EXERCICES PROPOSÉS =
a) Dans l'extrait choisi sur Étienne Houvet, reformulez sous forme de liste le paragraphe qui commence par « Étienne Houvet est né le 18 juin 1868 », en conservant ses faits principaux.
b) Reprenez le texte consacré à Étienne Houvet et prolongez-le à la suite de sa dernière phrase.

EXTRAIT CHOISI =
_____
Comment Étienne Houvet est-il devenu photographe, puis éditeur ?

Extrait de la publication « Étienne et Marie Houvet, Chantres de Notre-Dame »

Grâce aux photographies d’Étienne Houvet, nous sommes en mesure de découvrir dans le détail les sculptures de la cathédrale de Chartres, privilège avant lui réservé aux hirondelles, comme l’a écrit d’une façon si pittoresque Émile Mâle.

Étienne Houvet est né le 18 juin 1868 dans le bourg de Cercottes, à quelques kilomètres au nord d’Orléans. Les parents Houvet avec leurs deux fils (Joseph, l’aîné, et Étienne, son cadet de quatre ans), arrivent à La Bazoche-Gouet, dans le Perche, vers 1870. Ils tiennent dans la Grande Rue un commerce d’épicerie et de mercerie. En 1881 le père, Nicolas, est déclaré marchand drapier. Les deux frères travaillent avec leurs parents ; Étienne fera les tournées dans la campagne, travail peu lucratif.

En 1897, il arrive à la cathédrale de Chartres ; d’abord domestique à la maîtrise, chargé de l’entretien de la crypte, il devient en 1906 sacristain en l’église supérieure.
De la liturgie, il s’intéresse à l’architecture de l’édifice et en devient le gardien.

Sans fréquenter aucune école, il étudie l’histoire de l’art et s’initie à la photographie.
L’interprétation de la sculpture religieuse lui est facilitée par un sentiment religieux qui lui avait fait envisager quelques années plus tôt la vie monastique. Il bénéficie des publications qui restent aujourd’hui de grands classiques comme Émile Mâle, Camille Enlart, Henri Focillon.
_____
MATÉRIEL FOURNI =

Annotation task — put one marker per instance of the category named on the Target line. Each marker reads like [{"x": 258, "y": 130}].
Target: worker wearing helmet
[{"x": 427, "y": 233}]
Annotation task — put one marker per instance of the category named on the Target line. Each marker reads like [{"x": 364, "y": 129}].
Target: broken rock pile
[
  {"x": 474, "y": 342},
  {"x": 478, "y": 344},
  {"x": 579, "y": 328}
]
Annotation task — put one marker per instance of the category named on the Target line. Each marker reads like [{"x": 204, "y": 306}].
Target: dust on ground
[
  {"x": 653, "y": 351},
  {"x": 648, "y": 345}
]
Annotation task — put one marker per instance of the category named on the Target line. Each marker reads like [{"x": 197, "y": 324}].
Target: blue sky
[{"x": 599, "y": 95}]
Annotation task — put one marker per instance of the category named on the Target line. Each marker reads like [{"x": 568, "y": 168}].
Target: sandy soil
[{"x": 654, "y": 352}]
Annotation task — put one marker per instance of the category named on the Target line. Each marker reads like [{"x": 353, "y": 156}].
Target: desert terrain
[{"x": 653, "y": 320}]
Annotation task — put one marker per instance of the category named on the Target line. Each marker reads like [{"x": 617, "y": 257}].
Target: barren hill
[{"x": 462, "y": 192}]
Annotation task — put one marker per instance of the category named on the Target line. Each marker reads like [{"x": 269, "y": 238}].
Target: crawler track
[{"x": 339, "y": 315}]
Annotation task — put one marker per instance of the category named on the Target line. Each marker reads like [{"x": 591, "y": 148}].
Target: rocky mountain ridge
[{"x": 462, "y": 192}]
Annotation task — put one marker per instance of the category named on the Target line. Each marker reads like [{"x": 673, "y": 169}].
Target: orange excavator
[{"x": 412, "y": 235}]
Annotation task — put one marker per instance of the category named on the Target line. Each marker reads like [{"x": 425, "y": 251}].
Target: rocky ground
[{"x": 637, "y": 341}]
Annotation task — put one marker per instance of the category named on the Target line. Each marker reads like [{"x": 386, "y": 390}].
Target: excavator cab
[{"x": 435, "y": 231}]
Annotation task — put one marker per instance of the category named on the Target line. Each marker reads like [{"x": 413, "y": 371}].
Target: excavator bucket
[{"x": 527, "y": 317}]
_____
RÉPONSES RÉDIGÉES =
a)
- Naissance le 18 juin 1868 à Cercottes, à quelques kilomètres au nord d'Orléans.
- Vers 1870, installation de la famille à La Bazoche-Gouet, dans le Perche : les parents et leurs deux fils, Joseph, l'aîné, et Étienne, de quatre ans son cadet.
- Les parents tiennent un commerce d'épicerie et de mercerie dans la Grande Rue ; en 1881, le père, Nicolas, est déclaré marchand drapier.
- Les deux frères travaillent avec leurs parents ; Étienne fait les tournées dans la campagne, un travail peu lucratif.

b)
Pour la photographie, son maître fut le chanoine Delaporte, familier de cette discipline depuis son jeune âge. C’est vers 1910 qu’Étienne Houvet commence à faire de la photo sans appareil ; il réalisa ses premières reproductions par application de papier sensible à impression lente. Il avait particulièrement réussi une image de la Vierge avec l’enfant Jésus, des grisailles de la chapelle Saint-Piat. C’est l’image souvenir qu’il édita pour son jubilé de service à la cathédrale en 1947.
Par la suite, il utilisa l’appareil d’un ami. Ce n’est qu’en 1914 qu’il s’équipa d’un 13 x 18. Progressivement, avec le produit de la vente de ses premiers travaux, il put compléter son matériel, en particulier un appareil 18 x 24, format des planches des albums, puis un 24 x 30.

Les prises de vue se faisaient avec un échafaudage roulant et une double échelle pour avoir le moins de déformation. Un artiste doit compter aussi avec l’heure du jour, observer les jeux d’ombres et de lumière susceptibles de donner un certain relief ou une vigueur d’expression à une physionomie. Le photographe doit chercher à donner une image fidèle de l’œuvre à reproduire ; opter pour une interprétation personnelle peut aboutir à une déformation de l’œuvre, voire une trahison.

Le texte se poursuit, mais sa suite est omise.